• WRITTEN REQUEST: Look for "Exercise. Indicate with a point every instance of the orange" in the records below, then copy that line and every line after it, exactly and with nothing added.
--- Begin DATA LISTING ---
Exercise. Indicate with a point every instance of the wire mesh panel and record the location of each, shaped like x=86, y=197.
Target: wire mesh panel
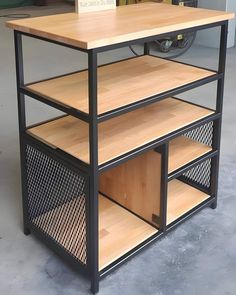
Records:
x=200, y=174
x=202, y=134
x=57, y=202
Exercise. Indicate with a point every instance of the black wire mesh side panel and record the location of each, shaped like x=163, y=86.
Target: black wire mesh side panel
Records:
x=57, y=202
x=200, y=174
x=202, y=134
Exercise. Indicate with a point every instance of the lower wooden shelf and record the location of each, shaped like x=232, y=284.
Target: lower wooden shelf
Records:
x=181, y=199
x=119, y=230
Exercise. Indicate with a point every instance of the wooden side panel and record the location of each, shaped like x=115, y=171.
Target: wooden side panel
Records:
x=136, y=185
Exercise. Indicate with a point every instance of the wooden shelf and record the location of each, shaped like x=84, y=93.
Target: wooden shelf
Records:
x=120, y=84
x=181, y=199
x=183, y=150
x=125, y=23
x=119, y=230
x=120, y=134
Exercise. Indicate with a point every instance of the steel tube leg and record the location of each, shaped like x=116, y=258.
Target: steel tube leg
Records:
x=22, y=126
x=93, y=183
x=164, y=149
x=219, y=108
x=146, y=48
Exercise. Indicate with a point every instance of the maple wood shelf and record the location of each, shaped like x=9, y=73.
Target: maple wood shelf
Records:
x=166, y=116
x=120, y=84
x=128, y=161
x=119, y=230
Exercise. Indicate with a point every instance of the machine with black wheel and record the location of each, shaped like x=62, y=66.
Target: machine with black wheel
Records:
x=172, y=46
x=177, y=45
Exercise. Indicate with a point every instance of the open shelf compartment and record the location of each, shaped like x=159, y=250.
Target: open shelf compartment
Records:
x=119, y=83
x=135, y=129
x=58, y=207
x=119, y=230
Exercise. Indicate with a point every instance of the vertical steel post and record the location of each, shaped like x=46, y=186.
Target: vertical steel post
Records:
x=164, y=185
x=146, y=48
x=93, y=177
x=219, y=108
x=22, y=126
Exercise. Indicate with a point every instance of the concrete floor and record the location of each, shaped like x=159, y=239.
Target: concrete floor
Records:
x=197, y=258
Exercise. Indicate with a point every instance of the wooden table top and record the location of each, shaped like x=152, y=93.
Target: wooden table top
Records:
x=125, y=23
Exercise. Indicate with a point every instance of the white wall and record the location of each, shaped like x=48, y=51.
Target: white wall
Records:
x=210, y=37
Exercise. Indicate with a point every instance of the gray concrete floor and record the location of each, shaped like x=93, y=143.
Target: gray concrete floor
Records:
x=197, y=258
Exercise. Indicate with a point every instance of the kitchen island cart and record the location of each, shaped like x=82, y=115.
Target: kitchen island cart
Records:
x=129, y=160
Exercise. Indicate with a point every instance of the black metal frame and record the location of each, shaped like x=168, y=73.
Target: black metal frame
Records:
x=93, y=169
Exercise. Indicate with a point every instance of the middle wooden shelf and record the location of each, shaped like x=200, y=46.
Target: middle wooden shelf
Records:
x=121, y=134
x=120, y=83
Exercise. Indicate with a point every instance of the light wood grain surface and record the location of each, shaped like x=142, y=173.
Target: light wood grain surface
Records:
x=135, y=185
x=121, y=83
x=120, y=134
x=183, y=150
x=125, y=23
x=119, y=230
x=181, y=199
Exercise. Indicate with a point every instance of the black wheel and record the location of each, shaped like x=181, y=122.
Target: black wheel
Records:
x=181, y=43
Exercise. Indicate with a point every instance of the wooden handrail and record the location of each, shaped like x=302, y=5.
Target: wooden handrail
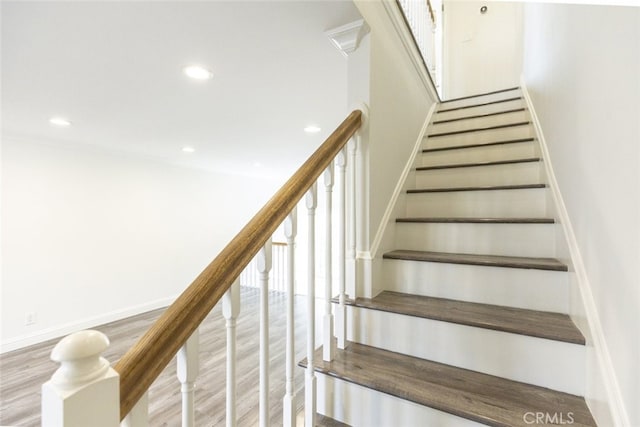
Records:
x=142, y=364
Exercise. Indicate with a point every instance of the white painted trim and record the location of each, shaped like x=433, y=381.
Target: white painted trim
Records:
x=614, y=396
x=400, y=185
x=397, y=19
x=346, y=38
x=87, y=323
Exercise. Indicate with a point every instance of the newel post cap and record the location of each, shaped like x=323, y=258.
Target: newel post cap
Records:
x=79, y=355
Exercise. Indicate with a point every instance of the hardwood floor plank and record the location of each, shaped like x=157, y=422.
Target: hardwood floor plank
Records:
x=479, y=397
x=23, y=372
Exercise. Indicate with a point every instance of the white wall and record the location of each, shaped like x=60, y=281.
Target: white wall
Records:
x=582, y=70
x=482, y=52
x=91, y=236
x=399, y=103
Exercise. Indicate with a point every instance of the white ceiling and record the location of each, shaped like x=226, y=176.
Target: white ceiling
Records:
x=115, y=70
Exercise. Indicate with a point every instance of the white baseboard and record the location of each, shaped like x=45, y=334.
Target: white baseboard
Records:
x=87, y=323
x=618, y=413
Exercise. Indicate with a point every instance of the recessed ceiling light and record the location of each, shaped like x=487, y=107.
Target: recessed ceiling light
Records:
x=312, y=129
x=197, y=72
x=59, y=121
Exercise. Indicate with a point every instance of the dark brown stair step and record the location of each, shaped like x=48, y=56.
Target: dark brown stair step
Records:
x=540, y=324
x=480, y=94
x=495, y=127
x=479, y=397
x=479, y=164
x=516, y=98
x=476, y=220
x=324, y=421
x=479, y=116
x=481, y=260
x=483, y=188
x=479, y=145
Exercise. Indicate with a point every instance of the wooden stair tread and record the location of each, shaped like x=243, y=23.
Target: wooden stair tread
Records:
x=324, y=421
x=479, y=397
x=480, y=94
x=540, y=324
x=476, y=220
x=479, y=116
x=478, y=145
x=494, y=127
x=479, y=164
x=474, y=259
x=499, y=101
x=479, y=188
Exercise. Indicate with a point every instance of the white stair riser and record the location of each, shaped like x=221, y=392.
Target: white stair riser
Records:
x=509, y=174
x=479, y=137
x=485, y=109
x=498, y=119
x=527, y=240
x=513, y=287
x=546, y=363
x=481, y=99
x=360, y=406
x=480, y=154
x=494, y=203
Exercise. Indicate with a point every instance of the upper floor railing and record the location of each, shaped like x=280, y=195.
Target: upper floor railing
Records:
x=420, y=17
x=87, y=391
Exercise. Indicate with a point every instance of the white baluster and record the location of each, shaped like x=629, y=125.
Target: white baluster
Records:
x=310, y=379
x=188, y=365
x=264, y=267
x=341, y=310
x=139, y=415
x=288, y=403
x=85, y=390
x=351, y=221
x=328, y=347
x=230, y=311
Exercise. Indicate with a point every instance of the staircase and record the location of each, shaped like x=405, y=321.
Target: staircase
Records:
x=472, y=327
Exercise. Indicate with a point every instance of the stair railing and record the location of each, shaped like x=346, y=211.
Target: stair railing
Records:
x=87, y=391
x=420, y=18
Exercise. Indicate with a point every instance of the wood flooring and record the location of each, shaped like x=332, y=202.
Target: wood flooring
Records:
x=23, y=372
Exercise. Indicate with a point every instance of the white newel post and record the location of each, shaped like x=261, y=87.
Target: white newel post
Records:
x=230, y=311
x=310, y=379
x=85, y=390
x=139, y=415
x=288, y=402
x=328, y=345
x=264, y=267
x=187, y=370
x=341, y=309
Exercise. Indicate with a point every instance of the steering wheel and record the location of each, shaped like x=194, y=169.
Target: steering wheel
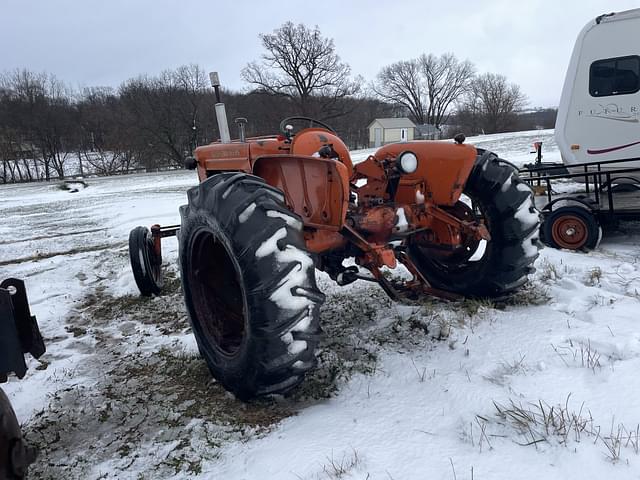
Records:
x=311, y=121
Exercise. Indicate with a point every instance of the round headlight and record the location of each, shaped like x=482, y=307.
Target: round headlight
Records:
x=408, y=162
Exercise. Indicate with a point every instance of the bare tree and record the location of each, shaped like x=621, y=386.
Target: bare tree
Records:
x=427, y=86
x=492, y=103
x=401, y=83
x=302, y=65
x=446, y=80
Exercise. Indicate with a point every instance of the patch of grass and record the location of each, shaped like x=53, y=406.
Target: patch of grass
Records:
x=593, y=277
x=539, y=423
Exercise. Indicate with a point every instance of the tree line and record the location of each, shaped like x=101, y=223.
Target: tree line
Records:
x=48, y=129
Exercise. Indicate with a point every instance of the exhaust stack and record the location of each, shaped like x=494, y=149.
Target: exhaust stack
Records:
x=221, y=113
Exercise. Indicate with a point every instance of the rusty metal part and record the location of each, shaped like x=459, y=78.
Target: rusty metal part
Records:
x=317, y=189
x=319, y=241
x=15, y=454
x=570, y=231
x=376, y=221
x=443, y=167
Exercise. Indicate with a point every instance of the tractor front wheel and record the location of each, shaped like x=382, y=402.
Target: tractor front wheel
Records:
x=145, y=263
x=496, y=196
x=249, y=285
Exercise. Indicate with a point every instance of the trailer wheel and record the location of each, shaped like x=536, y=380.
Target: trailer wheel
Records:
x=249, y=285
x=499, y=266
x=571, y=227
x=145, y=263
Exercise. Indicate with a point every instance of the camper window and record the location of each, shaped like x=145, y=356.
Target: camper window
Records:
x=614, y=76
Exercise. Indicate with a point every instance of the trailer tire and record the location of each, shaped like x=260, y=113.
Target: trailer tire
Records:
x=249, y=285
x=571, y=228
x=506, y=204
x=145, y=264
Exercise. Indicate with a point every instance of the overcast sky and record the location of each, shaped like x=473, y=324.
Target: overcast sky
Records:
x=104, y=42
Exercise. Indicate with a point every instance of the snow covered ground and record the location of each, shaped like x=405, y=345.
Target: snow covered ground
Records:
x=542, y=386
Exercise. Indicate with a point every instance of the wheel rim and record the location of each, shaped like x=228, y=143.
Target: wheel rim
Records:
x=216, y=294
x=569, y=231
x=152, y=261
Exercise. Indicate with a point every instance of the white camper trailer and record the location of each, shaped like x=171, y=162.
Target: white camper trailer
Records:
x=598, y=116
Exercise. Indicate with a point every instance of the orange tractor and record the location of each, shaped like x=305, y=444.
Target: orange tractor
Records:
x=271, y=210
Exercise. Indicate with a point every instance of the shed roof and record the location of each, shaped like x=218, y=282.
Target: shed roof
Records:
x=400, y=122
x=427, y=129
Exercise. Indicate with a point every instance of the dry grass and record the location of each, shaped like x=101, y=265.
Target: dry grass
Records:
x=540, y=423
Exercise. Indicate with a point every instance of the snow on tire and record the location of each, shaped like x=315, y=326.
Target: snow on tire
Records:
x=501, y=265
x=249, y=285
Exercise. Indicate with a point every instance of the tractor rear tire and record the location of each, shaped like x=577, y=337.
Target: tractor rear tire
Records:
x=249, y=285
x=145, y=264
x=505, y=204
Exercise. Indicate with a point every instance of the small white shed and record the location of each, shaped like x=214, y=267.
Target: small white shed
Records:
x=388, y=130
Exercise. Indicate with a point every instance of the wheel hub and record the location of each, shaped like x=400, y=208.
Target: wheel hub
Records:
x=570, y=232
--- End DATA LISTING ---
• COMPLETE OUTPUT:
Exercise. Indicate with a point every instance of the orange tractor and record the location of each, shaped like x=305, y=444.
Target: orange tractor
Records:
x=271, y=210
Exercise. Indicate with a point every instance of the shed roof and record the location of each, shaped like x=218, y=282.
Target: shed roof
Records:
x=400, y=122
x=427, y=129
Exercise. Indicate with a point every instance of the dry grass and record the location of each, shaped like x=101, y=265.
Target: dry grass
Records:
x=540, y=423
Exercise. Indicate with a point every instance of the snow on tire and record the location of each, shaped like x=315, y=326.
Target: snow on tire
Records:
x=501, y=265
x=249, y=285
Exercise. Indicate with a point every instance of the tractor rear tire and record the location of each, shaped like x=577, y=337.
Target: tractor rear tire
Records:
x=249, y=285
x=145, y=264
x=505, y=204
Exercise. Indicate with a point every instance of the small white shed and record the location of each, shaped like x=214, y=267.
Target: small white shed
Records:
x=388, y=130
Exercise. Indicate with a point every instance of the wheel hub and record the location of each, shaped like x=400, y=208.
Target: wheel hub
Records:
x=570, y=232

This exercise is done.